- CONSIGNE:
Recopiez intégralement la chronique sur la Charte des valeurs, sans rien y modifier.

Méditation sur la charte des valeurs

Chronique de Marc Huber

Le projet de loi sur la Charte des valeurs québécois est enfin déposé par le Parti québécois (PQ). Pour beaucoup d’intervenants, c’est une nouvelle chance pour commenter le dossier. J’aimerais vous dire que je suis las d’entendre, depuis bientôt deux mois, les mêmes propos et accusations, comme si le retrait des symboles religieux de la fonction publique devait alimenter un moulin à parole, mais au contraire, j’en veux encore. Mes raisons sont simples. Ces gens nourrissent mes méditations et élèvent mes exigences par rapport aux débats. Sans eux, l’occasion me manquerait pour vous dire qu’avant la Charte, j’avais l’impression d’une fuite collective loin des polémiques, comme si nous nous contentions de reformuler les propos véhiculés par les grands médias. J’étais même à croire que cette réaction était le fruit d’une résignation à l’idée d’être un éternel valet, faute de ne pouvoir conclure la Révolution tranquille en devenant maître chez soi, plutôt qu’une peur de la confrontation. Après tout, on nous le répète: les Québécois n’aiment pas la chicane.

- MATÉRIEL RECUEILLI:
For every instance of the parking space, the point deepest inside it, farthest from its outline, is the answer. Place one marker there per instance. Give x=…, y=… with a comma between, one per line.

- RÉSULTAT OBTENU:
Méditation sur la charte des valeurs

Chronique de Marc Huber

Le projet de loi sur la Charte des valeurs québécois est enfin déposé par le Parti québécois (PQ). Pour beaucoup d’intervenants, c’est une nouvelle chance pour commenter le dossier. J’aimerais vous dire que je suis las d’entendre, depuis bientôt deux mois, les mêmes propos et accusations, comme si le retrait des symboles religieux de la fonction publique devait alimenter un moulin à parole, mais au contraire, j’en veux encore. Mes raisons sont simples. Ces gens nourrissent mes méditations et élèvent mes exigences par rapport aux débats. Sans eux, l’occasion me manquerait pour vous dire qu’avant la Charte, j’avais l’impression d’une fuite collective loin des polémiques, comme si nous nous contentions de reformuler les propos véhiculés par les grands médias. J’étais même à croire que cette réaction était le fruit d’une résignation à l’idée d’être un éternel valet, faute de ne pouvoir conclure la Révolution tranquille en devenant maître chez soi, plutôt qu’une peur de la confrontation. Après tout, on nous le répète: les Québécois n’aiment pas la chicane.